## [Work task]
Every entry below should be restated word for word, except for its images.

[[ The data open ]]

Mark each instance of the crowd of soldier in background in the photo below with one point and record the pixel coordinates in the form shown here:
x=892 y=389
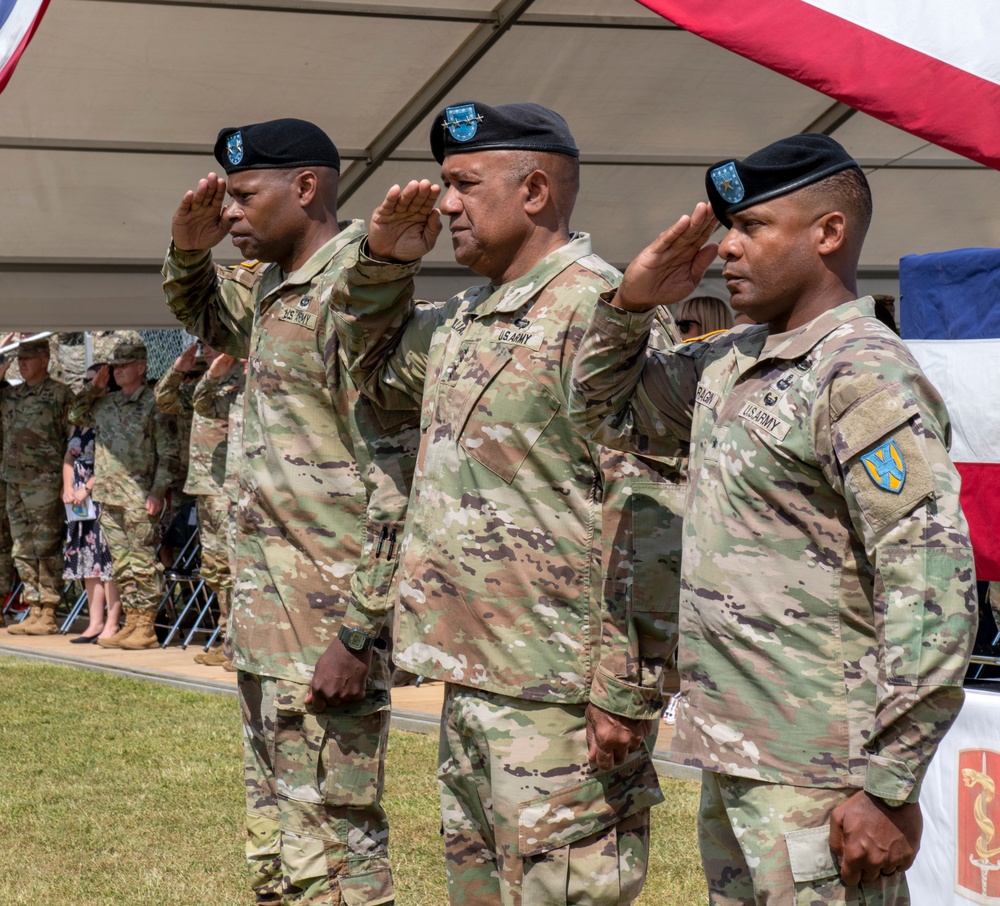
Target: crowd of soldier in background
x=105 y=477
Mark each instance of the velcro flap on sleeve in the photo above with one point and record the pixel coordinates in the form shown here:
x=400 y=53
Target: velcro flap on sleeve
x=868 y=411
x=580 y=811
x=876 y=444
x=809 y=854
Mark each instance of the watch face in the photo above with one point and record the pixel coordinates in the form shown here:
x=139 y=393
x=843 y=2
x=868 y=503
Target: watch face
x=355 y=639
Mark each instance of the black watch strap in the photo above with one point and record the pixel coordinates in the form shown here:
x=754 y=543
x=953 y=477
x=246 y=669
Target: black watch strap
x=356 y=640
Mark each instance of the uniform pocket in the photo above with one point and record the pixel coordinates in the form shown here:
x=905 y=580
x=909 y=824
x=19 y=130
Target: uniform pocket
x=809 y=854
x=507 y=417
x=572 y=814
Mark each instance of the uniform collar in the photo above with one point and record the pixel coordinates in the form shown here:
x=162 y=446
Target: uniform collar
x=513 y=296
x=124 y=397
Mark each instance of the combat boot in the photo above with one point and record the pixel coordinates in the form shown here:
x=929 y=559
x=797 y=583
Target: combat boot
x=46 y=622
x=144 y=633
x=215 y=658
x=123 y=633
x=22 y=628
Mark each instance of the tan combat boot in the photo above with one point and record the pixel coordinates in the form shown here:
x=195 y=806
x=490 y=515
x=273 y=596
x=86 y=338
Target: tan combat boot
x=115 y=641
x=46 y=622
x=144 y=634
x=22 y=628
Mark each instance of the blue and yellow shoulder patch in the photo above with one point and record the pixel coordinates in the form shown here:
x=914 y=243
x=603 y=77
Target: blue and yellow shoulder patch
x=885 y=466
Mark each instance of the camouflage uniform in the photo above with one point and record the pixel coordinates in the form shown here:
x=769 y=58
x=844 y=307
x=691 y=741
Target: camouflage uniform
x=502 y=580
x=827 y=613
x=206 y=473
x=136 y=457
x=35 y=431
x=321 y=492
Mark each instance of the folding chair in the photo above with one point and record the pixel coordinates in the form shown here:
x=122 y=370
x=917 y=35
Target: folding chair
x=8 y=606
x=211 y=627
x=75 y=609
x=176 y=603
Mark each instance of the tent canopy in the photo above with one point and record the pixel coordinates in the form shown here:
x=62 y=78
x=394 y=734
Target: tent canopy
x=115 y=106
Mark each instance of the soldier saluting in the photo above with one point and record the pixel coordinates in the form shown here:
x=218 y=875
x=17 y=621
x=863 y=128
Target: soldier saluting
x=828 y=604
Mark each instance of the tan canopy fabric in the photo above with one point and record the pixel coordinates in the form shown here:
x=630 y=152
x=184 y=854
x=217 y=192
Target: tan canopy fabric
x=114 y=108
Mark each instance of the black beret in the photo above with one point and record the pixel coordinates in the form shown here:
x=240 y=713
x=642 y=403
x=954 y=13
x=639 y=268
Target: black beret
x=275 y=145
x=471 y=126
x=783 y=167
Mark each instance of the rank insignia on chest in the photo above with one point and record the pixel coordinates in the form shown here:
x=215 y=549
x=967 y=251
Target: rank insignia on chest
x=706 y=397
x=885 y=466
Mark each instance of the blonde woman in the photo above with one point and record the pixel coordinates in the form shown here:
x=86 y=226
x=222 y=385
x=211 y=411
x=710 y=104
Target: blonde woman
x=701 y=315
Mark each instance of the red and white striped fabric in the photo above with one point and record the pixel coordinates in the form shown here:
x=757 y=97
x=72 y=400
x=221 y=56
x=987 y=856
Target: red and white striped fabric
x=929 y=67
x=950 y=319
x=18 y=21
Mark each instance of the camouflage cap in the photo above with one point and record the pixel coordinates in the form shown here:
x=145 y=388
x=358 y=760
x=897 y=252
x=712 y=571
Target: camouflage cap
x=128 y=347
x=31 y=348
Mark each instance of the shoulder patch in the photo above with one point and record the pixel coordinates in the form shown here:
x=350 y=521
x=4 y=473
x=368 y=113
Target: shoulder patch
x=876 y=441
x=886 y=466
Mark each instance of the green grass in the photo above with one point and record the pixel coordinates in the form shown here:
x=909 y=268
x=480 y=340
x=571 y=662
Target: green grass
x=116 y=791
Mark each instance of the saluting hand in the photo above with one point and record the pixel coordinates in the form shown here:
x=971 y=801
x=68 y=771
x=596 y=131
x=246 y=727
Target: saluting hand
x=198 y=224
x=672 y=265
x=186 y=360
x=406 y=225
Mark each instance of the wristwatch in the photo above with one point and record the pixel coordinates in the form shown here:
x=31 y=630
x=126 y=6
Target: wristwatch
x=356 y=640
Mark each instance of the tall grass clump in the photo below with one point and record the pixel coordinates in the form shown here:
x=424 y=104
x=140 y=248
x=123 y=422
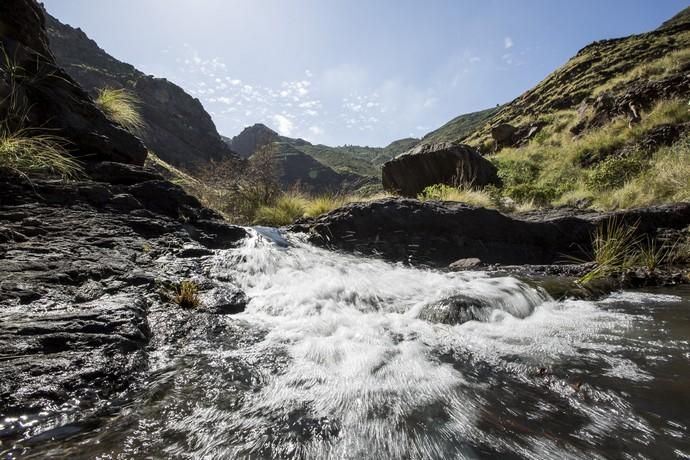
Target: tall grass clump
x=614 y=246
x=123 y=107
x=665 y=180
x=24 y=149
x=322 y=204
x=27 y=151
x=442 y=192
x=287 y=208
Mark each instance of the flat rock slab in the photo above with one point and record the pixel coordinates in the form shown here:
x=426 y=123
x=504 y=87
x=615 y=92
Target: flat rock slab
x=440 y=233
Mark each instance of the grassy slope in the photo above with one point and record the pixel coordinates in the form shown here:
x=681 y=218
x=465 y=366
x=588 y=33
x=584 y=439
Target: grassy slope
x=585 y=75
x=553 y=168
x=460 y=127
x=353 y=159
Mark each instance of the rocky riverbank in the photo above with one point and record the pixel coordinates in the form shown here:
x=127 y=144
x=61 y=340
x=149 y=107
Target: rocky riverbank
x=85 y=267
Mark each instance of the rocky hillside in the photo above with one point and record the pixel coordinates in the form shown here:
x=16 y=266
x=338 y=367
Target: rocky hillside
x=460 y=127
x=609 y=129
x=177 y=128
x=624 y=70
x=344 y=165
x=297 y=166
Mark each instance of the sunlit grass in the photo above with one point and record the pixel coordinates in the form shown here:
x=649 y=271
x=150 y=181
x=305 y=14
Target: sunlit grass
x=123 y=107
x=440 y=192
x=613 y=249
x=28 y=151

[[ The data closed ]]

## [Task response]
Mark each instance of the crowd of soldier in background in the photo below with one point and record the pixel coordinates in the form shown here:
x=892 y=389
Target: crowd of soldier in background
x=105 y=477
Mark each instance of the velcro flap on sleeve in the photo above with one point and record the pixel coordinates in the form shown here:
x=400 y=53
Target: velcro flap on sleeve
x=868 y=411
x=580 y=811
x=876 y=444
x=809 y=854
Mark each instance of the watch face in the photo above with one point and record the pixel coordinates in the form shown here:
x=139 y=393
x=843 y=2
x=868 y=503
Target: watch face
x=355 y=639
Mark each instance of the black watch strap in the photo above with one point and record the pixel coordinates in the form shown here:
x=754 y=543
x=953 y=477
x=246 y=669
Target: black watch strap
x=356 y=640
Mark each instance of the uniform pocket in the photo above with one point and record the pixel coordinates in the form shown here:
x=905 y=580
x=909 y=824
x=19 y=130
Target: uniform pocket
x=809 y=854
x=507 y=417
x=572 y=814
Mark each instance of the uniform collar in the photo above with one point and record the pixel coordinates in the form shown here:
x=162 y=446
Target: uniform collar
x=513 y=296
x=124 y=397
Mark each instance of the combat boot in the photo above with one point and record the pixel coordinates in the form shown here:
x=929 y=559
x=797 y=583
Target: combat boot
x=46 y=622
x=144 y=633
x=215 y=658
x=123 y=633
x=22 y=628
Mark each instance of the tan combat boot in the photo above with one point and record the pixel coordinates in the form shown here:
x=195 y=806
x=490 y=515
x=273 y=596
x=86 y=338
Target: tan combat boot
x=115 y=641
x=46 y=622
x=144 y=634
x=22 y=628
Mark each instance of the blue and yellow shoulder patch in the photo above with one point and record the pixel coordinates in the form shown here:
x=914 y=243
x=603 y=77
Target: blue and yellow shoulder patch
x=885 y=466
Mark each instance of the camouflage uniform in the photo above with one point and record the pixel coordinates in the form shown here:
x=769 y=58
x=844 y=307
x=691 y=741
Target: camouflage uniform
x=502 y=580
x=827 y=613
x=206 y=473
x=136 y=457
x=35 y=431
x=321 y=492
Mark each instance of the folding chair in the photo above with one point and record the pixel coordinates in the form shown here:
x=122 y=370
x=917 y=35
Target: folding chair
x=8 y=606
x=211 y=627
x=75 y=609
x=176 y=603
Mark each instance of the tent canopy in the photo above with one point and record the pixel coordinates in the form shown here:
x=62 y=78
x=394 y=734
Target: tent canopy
x=115 y=106
Mark each instance of the soldier saluting in the photo above with one point and record the pixel coordinates in the form shown here:
x=218 y=875
x=17 y=621
x=863 y=128
Target: soldier saluting
x=828 y=604
Mark each instance of the tan canopy fabric in the photo above with one point and record the pixel coordinates in the form shown here:
x=630 y=152
x=184 y=854
x=217 y=192
Target: tan canopy fabric
x=114 y=108
Mark each instance of the black beret in the photo above with one point and record the pixel coordinates in the form shown here:
x=240 y=713
x=642 y=403
x=954 y=13
x=639 y=268
Target: black beret
x=275 y=145
x=471 y=126
x=783 y=167
Mark each instance of the rank insignia on chest in the photo above with one point and record the pixel coordinates in the form shown here:
x=215 y=549
x=967 y=251
Target: rank insignia on chest
x=706 y=397
x=885 y=466
Mark each instance of the blonde woman in the photo above with one point and record the pixel coordinates in the form shown here:
x=86 y=226
x=222 y=385
x=211 y=411
x=710 y=104
Target: blonde woman
x=701 y=315
Mark each instance of the red and white striped fabric in the photo above with one point and record the pixel coordinates in the form shown here:
x=757 y=97
x=72 y=400
x=221 y=56
x=987 y=856
Target: red and white striped fabric
x=929 y=67
x=950 y=319
x=18 y=21
Mark each instance of the camouflage cap in the photo above with one point and record the pixel coordinates in the form shown here:
x=145 y=388
x=358 y=760
x=897 y=252
x=712 y=571
Target: camouflage cap
x=128 y=347
x=31 y=348
Mark each instance of the shoulder patch in the photo above with one point and record the pixel coordinates in the form shown here:
x=350 y=521
x=4 y=473
x=368 y=113
Target: shoulder patch
x=876 y=441
x=886 y=466
Mark each instance of the green grass in the photo above with one point and record the pixel coordinates in the form shown here:
x=909 y=268
x=480 y=340
x=571 y=662
Target: green grass
x=116 y=791
Mark each instance of the saluting hand in the photo above with one point and record the pixel coordinates in the form shown here:
x=971 y=801
x=68 y=771
x=596 y=131
x=246 y=727
Target: saluting hand
x=198 y=224
x=672 y=265
x=186 y=360
x=406 y=225
Mark each instance of the wristwatch in the photo above with one point and record the pixel coordinates in the form shown here:
x=31 y=630
x=126 y=6
Target: wristwatch
x=356 y=640
Mark each instance of the tall grass clump in the photo below with one point and record the pixel coordinates in the form shown here:
x=424 y=104
x=140 y=248
x=123 y=422
Target: tall grass clump
x=614 y=246
x=123 y=107
x=665 y=180
x=24 y=149
x=322 y=204
x=27 y=151
x=442 y=192
x=287 y=208
Mark each instance of the flat rock slab in the photo above with one point and record the pixel coordinates in the form shown here:
x=426 y=123
x=504 y=87
x=615 y=92
Target: flat rock slab
x=440 y=233
Mark each instance of the grassy slope in the photo above with one point and record the pixel coordinates in the form shown here:
x=681 y=218
x=465 y=366
x=588 y=33
x=584 y=439
Target: grassy slope
x=585 y=75
x=553 y=168
x=460 y=127
x=353 y=159
Mark each instance of the rocky riverbank in the photo above with one point and record the pixel coordinates in the form shown here:
x=127 y=144
x=61 y=340
x=149 y=107
Target: rocky riverbank
x=85 y=267
Mark each instance of the rocky hillside in the photo above with one point and record the pixel coordinates in the form shown here:
x=16 y=266
x=338 y=367
Target: rocky hillside
x=460 y=127
x=609 y=129
x=177 y=128
x=624 y=70
x=344 y=165
x=297 y=166
Mark each instance of the sunlit grass in the photo above with one point and record the pixel coordinates in the form shown here:
x=649 y=271
x=150 y=181
x=305 y=14
Target: sunlit grass
x=123 y=107
x=440 y=192
x=613 y=249
x=28 y=151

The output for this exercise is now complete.